** Material provided follows **

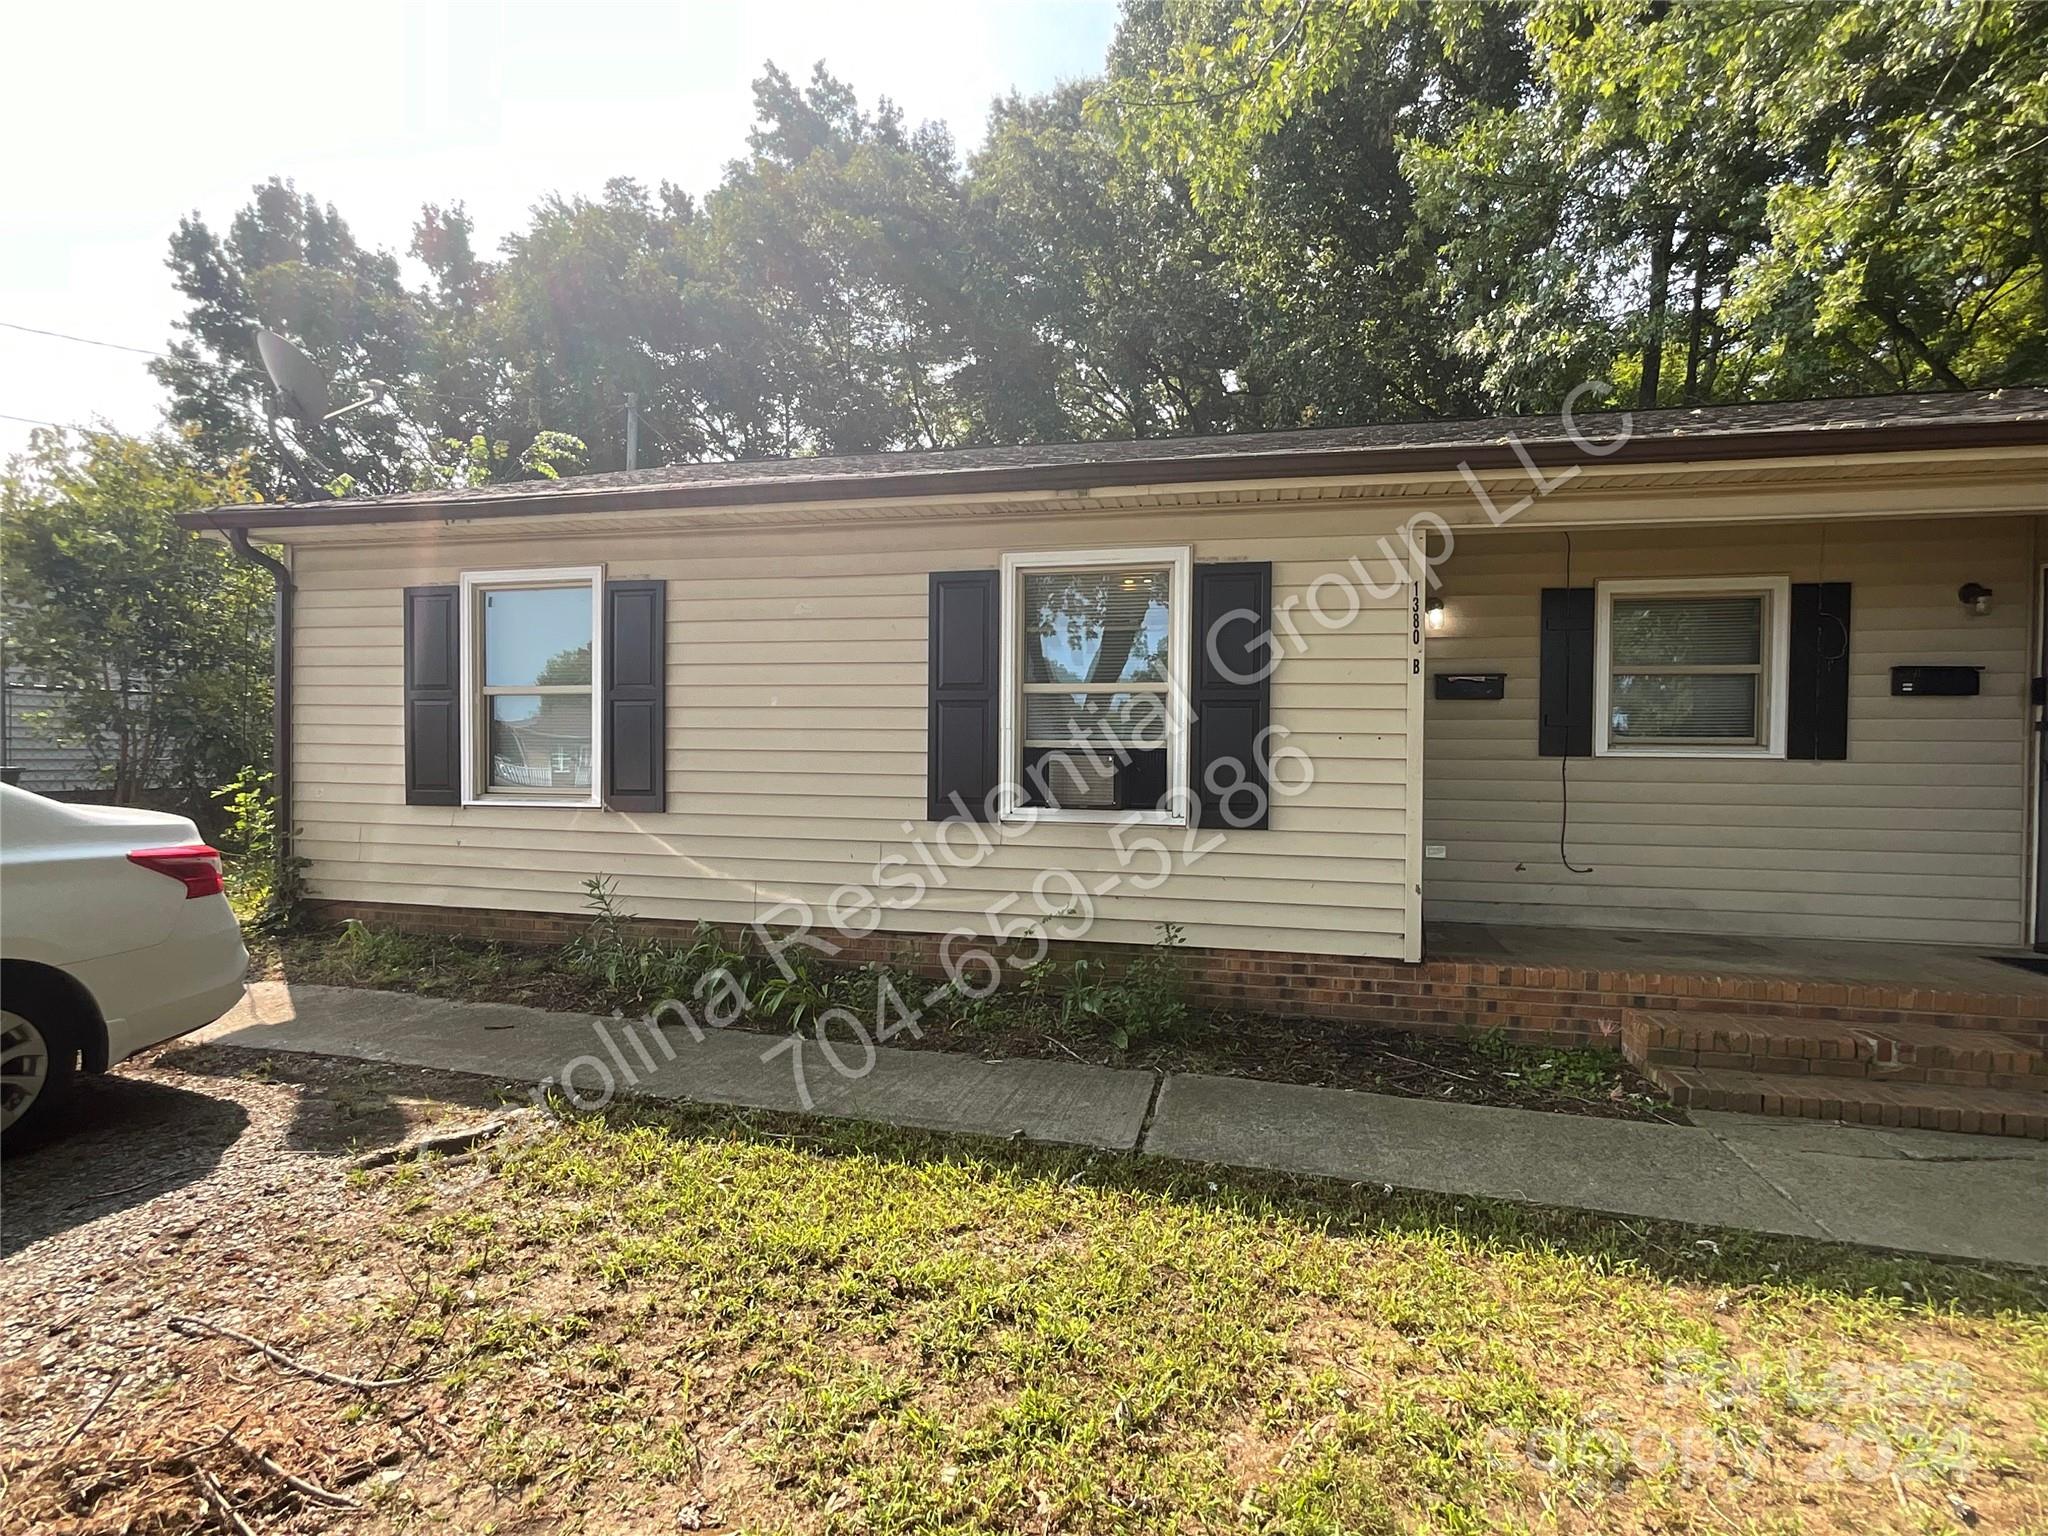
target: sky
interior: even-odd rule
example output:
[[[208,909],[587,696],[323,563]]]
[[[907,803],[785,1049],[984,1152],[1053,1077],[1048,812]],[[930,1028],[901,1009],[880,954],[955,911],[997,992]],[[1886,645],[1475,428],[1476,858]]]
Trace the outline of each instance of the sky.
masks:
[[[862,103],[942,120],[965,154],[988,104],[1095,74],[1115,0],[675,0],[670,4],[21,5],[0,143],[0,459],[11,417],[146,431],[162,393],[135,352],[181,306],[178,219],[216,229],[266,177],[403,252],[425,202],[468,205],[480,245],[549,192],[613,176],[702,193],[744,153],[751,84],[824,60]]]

** End of Material provided **
** Material provided follows **

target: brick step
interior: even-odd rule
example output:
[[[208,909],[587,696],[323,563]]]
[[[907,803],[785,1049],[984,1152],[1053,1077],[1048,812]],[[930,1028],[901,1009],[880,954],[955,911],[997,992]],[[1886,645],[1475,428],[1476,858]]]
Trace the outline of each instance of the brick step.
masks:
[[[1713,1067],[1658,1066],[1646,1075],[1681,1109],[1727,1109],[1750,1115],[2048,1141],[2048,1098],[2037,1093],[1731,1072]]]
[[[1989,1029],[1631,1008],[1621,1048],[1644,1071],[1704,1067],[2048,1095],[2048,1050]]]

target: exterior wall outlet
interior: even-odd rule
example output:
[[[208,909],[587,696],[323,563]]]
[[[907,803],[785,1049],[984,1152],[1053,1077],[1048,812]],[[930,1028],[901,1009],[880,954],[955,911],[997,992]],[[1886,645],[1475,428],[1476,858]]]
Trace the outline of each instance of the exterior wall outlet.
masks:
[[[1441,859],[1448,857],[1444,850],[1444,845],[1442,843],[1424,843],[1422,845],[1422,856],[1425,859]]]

** End of Material provided **

_Task item:_
List all lines above in which the string "brick" appears.

_Solution to this exercise:_
target: brick step
Trace the outline of each instance of the brick step.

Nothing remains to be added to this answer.